━━━━━ Records provided ━━━━━

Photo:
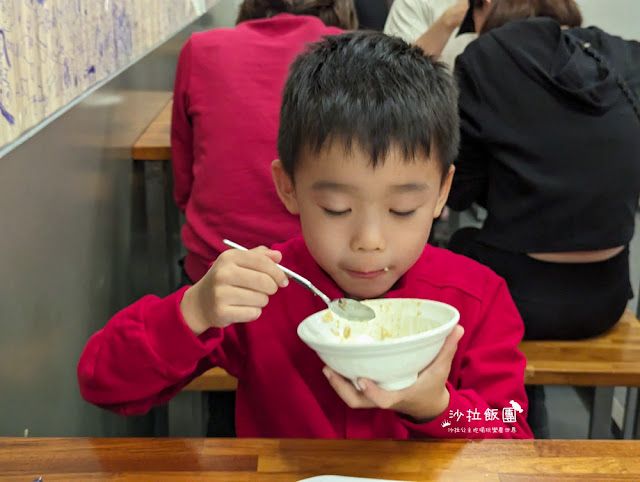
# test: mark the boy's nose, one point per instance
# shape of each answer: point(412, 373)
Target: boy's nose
point(368, 237)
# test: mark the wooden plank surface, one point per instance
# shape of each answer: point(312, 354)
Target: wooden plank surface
point(288, 460)
point(155, 142)
point(213, 380)
point(611, 359)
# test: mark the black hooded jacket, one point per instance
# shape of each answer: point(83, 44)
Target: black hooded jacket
point(550, 144)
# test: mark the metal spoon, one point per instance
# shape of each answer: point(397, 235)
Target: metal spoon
point(346, 308)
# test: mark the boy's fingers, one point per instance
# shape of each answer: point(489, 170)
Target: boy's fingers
point(272, 254)
point(378, 396)
point(345, 389)
point(239, 314)
point(234, 296)
point(264, 260)
point(247, 277)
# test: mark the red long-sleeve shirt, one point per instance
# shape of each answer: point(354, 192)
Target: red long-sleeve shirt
point(226, 107)
point(146, 354)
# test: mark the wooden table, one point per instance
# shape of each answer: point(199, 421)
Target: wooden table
point(236, 460)
point(151, 154)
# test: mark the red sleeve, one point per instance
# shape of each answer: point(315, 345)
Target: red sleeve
point(490, 377)
point(182, 130)
point(146, 354)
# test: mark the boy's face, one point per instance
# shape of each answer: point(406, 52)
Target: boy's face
point(365, 227)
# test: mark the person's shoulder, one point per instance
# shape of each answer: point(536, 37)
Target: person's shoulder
point(207, 38)
point(444, 269)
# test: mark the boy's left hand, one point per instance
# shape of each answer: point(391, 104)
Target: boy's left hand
point(425, 400)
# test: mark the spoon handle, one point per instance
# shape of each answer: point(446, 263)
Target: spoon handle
point(293, 275)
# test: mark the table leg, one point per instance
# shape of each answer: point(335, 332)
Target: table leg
point(188, 414)
point(157, 227)
point(630, 414)
point(600, 423)
point(173, 228)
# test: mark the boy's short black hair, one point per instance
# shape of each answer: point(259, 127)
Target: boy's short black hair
point(373, 89)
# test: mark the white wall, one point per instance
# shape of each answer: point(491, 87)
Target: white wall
point(618, 17)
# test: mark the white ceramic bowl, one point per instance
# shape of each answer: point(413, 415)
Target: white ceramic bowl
point(391, 350)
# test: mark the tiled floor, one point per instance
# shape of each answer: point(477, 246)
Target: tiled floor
point(568, 411)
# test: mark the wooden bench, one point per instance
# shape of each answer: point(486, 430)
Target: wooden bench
point(606, 361)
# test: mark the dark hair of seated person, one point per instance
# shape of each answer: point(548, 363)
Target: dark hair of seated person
point(408, 101)
point(334, 13)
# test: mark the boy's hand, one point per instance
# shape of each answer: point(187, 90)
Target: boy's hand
point(234, 290)
point(426, 399)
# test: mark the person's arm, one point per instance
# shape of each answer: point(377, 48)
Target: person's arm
point(182, 130)
point(470, 180)
point(436, 37)
point(146, 354)
point(408, 20)
point(491, 376)
point(150, 350)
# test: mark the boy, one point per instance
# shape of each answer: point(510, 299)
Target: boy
point(368, 133)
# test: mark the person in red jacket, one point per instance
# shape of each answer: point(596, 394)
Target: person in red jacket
point(368, 133)
point(224, 125)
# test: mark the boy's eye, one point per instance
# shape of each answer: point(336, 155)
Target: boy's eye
point(402, 214)
point(330, 212)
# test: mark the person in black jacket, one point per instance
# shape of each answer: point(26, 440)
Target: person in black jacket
point(550, 146)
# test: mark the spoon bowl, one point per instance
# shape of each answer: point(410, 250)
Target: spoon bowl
point(346, 308)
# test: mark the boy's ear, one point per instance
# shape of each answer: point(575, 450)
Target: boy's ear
point(284, 186)
point(444, 192)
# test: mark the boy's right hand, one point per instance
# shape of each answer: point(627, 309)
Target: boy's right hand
point(234, 290)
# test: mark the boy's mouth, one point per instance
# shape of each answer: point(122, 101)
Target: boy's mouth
point(368, 274)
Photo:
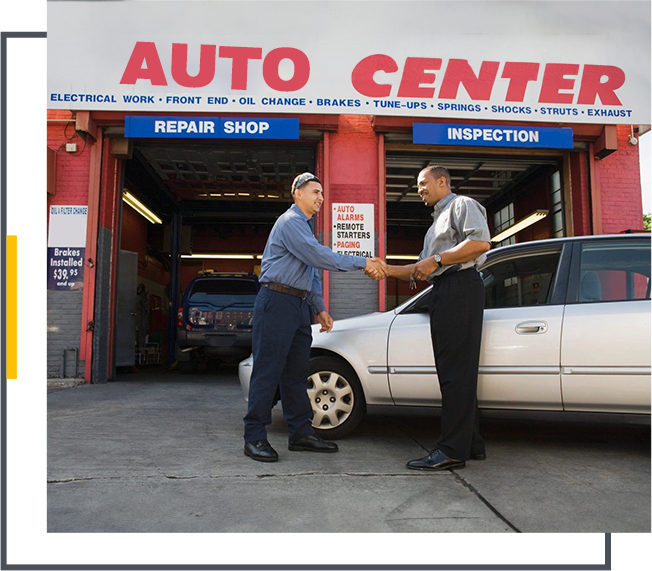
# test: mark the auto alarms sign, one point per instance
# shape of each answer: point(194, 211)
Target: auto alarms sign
point(524, 61)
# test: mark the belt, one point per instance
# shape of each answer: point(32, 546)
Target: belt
point(285, 289)
point(449, 271)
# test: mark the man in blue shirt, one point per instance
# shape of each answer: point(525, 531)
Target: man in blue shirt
point(291, 292)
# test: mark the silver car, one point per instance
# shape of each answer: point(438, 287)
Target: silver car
point(567, 327)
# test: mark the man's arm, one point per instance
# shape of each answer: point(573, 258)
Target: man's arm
point(464, 252)
point(298, 239)
point(400, 272)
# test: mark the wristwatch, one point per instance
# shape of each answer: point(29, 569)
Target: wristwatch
point(438, 259)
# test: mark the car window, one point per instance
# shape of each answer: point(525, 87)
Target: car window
point(615, 271)
point(520, 281)
point(224, 292)
point(227, 286)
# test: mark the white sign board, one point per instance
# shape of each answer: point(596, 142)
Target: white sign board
point(353, 229)
point(66, 247)
point(583, 61)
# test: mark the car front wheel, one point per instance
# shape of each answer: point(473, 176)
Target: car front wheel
point(336, 396)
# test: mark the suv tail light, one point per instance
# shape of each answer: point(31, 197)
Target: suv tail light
point(199, 317)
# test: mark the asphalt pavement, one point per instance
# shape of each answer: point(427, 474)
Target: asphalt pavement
point(162, 452)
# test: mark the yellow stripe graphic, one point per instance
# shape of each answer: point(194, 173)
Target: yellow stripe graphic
point(19, 307)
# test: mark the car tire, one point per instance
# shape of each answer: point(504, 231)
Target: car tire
point(188, 367)
point(336, 396)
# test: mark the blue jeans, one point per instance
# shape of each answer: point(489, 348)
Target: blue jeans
point(281, 349)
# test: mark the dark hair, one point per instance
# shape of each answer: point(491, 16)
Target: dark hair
point(438, 172)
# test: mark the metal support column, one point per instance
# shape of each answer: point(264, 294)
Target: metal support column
point(175, 261)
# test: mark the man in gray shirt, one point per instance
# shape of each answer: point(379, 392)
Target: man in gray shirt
point(454, 246)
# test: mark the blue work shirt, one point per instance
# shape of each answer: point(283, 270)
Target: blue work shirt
point(293, 255)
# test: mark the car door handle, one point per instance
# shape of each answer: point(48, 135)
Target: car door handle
point(531, 327)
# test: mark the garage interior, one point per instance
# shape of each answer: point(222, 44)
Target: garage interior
point(510, 187)
point(221, 199)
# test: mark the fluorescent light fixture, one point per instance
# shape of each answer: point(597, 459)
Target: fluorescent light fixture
point(139, 207)
point(220, 256)
point(520, 225)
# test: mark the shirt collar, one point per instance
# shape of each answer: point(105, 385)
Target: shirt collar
point(443, 202)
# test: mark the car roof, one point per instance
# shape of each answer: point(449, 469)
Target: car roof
point(559, 241)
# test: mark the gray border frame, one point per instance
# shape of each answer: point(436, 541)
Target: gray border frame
point(23, 68)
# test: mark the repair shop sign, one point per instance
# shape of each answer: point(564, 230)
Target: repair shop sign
point(353, 229)
point(170, 127)
point(66, 247)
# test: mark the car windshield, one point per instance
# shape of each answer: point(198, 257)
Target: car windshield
point(223, 293)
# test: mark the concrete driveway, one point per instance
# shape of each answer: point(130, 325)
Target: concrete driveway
point(162, 452)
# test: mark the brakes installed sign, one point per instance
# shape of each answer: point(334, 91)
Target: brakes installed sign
point(66, 247)
point(171, 127)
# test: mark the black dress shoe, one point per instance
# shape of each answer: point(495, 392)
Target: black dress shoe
point(312, 443)
point(434, 462)
point(261, 450)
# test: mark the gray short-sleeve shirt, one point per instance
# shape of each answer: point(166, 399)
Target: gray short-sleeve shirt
point(455, 219)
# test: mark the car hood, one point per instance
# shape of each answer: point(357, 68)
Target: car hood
point(367, 321)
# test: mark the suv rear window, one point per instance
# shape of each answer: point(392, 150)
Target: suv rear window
point(224, 286)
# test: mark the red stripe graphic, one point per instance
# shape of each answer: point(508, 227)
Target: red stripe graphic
point(38, 471)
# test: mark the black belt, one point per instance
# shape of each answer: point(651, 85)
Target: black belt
point(285, 289)
point(448, 272)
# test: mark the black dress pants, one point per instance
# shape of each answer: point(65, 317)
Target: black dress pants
point(456, 305)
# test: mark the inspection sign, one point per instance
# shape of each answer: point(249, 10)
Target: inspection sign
point(66, 247)
point(171, 127)
point(492, 135)
point(353, 229)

━━━━━

**Task to complete:** Copy out the data verbatim, beginning at the line that contains "# test: mark the metal support" and stopping after the line that contains "point(454, 246)".

**Solution for this problem:**
# test: mark the metal support column, one point per instance
# shape of each answer: point(264, 294)
Target: metal support column
point(175, 261)
# test: mark the man in gray shirt, one point per instance
# shape of each answer: point(379, 392)
Target: man in gray shirt
point(454, 246)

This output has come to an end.